# Input rows start

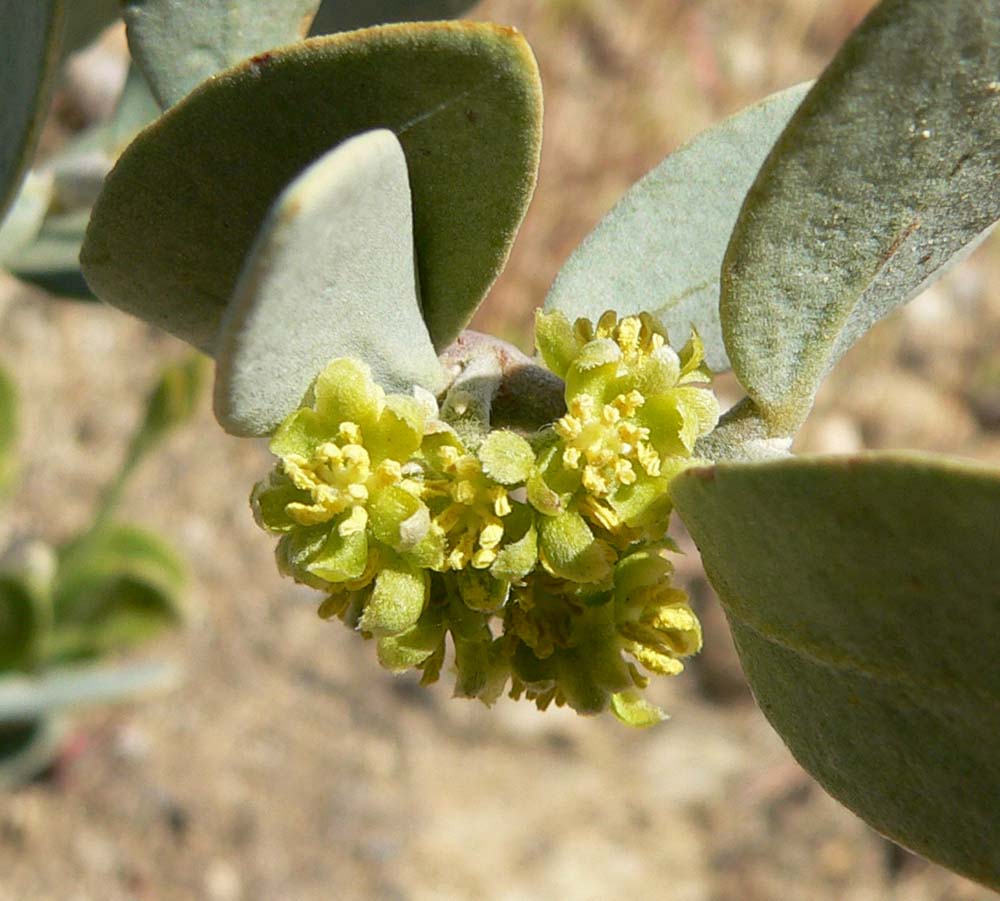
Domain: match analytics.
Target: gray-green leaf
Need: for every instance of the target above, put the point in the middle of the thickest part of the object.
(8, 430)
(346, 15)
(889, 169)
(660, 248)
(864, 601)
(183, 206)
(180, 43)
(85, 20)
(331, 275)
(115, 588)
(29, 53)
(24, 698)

# Input rows end

> **The request**: Locate each line in the items above that contains the word "instance", and copy those lines.

> **Exercise result**:
Need: for every instance of the target above, put the point in the middle of the thickest part of the object.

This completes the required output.